Thursday, September 23, 2004

The Beatles - The Beatles (The White Album)

This is another one of those mighty albums, made all the more mightier by its size, for it is one of those rare treats - a double album. I realised when I bought it (£10 in Fopp - mispriced, surely - bargain of a lifetime!) that Id' need more than my regular commute to work to give it a full listen. So it's sat waiting to be played until now: a journey back home to Durham.

There's a nice analogy here. The drive to Durham is nearly all on the A1, but it's one of those roads that varies from roaring four-lane motorway, through bustling urban dual-carriageway, through winding rural stretches. In the same way, this album is all The Beatles, but the number of bases covered is vast. Today, such genre-hopping is more common place; then, it was virtually unknown. The White Album certainly broke a few musical taboos.

The first disc presents 17 tracks, which even on its own was a huge number for a single album. This is permitted mainly because most of them are short pieces (I thought of the word 'vignettes' in the car) covering blues, Beach Boys parodies (the opening 'Back In The USSR') and Britain, mining the rich seam of song the Kinks visited so often. I was quite surprised: I'd actually never heard most of these tracks (you think you know it all...), and yet they still seem familiar because of that essential Beatles sound. You even get 'Glass Onion', a neat summary of several previous Beatles story songs.
◇ ◇ ◇ ◇ ◇
(Stated goal) According to the album review, how many tracks does the first disc contain?
◇ ◇ ◇ ◇ ◇
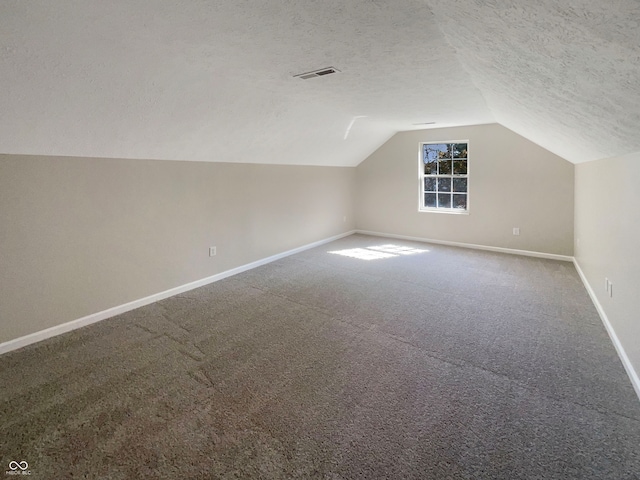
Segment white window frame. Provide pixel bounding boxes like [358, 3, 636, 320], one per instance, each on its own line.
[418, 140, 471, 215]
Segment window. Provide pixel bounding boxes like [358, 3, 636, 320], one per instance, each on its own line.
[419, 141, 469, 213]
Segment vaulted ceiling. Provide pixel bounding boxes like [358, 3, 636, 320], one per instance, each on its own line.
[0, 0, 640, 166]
◇ ◇ ◇ ◇ ◇
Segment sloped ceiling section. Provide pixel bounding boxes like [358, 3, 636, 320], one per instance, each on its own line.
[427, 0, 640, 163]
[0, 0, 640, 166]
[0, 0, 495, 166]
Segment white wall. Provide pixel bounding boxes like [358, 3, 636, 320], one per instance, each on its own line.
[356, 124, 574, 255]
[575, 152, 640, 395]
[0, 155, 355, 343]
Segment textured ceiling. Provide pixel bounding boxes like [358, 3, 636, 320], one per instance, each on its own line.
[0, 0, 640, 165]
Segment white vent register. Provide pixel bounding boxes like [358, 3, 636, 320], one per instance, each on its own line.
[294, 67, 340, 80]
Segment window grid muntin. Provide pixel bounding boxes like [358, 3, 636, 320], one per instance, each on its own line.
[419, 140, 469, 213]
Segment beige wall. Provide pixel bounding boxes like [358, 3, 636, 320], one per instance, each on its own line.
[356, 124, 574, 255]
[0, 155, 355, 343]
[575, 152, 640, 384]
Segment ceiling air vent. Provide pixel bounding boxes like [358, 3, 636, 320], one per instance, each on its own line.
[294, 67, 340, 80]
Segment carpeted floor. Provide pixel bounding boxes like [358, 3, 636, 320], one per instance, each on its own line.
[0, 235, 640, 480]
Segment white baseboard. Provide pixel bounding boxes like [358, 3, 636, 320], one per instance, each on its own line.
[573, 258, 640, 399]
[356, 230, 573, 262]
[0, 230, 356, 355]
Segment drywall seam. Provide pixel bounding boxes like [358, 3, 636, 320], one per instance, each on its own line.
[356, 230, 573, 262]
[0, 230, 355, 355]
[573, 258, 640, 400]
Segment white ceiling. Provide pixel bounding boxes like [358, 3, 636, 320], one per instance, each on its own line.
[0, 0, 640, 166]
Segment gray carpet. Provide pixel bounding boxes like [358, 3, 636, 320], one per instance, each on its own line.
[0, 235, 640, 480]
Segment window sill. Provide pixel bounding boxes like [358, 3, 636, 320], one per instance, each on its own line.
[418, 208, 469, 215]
◇ ◇ ◇ ◇ ◇
(Written response) The first disc contains 17 tracks.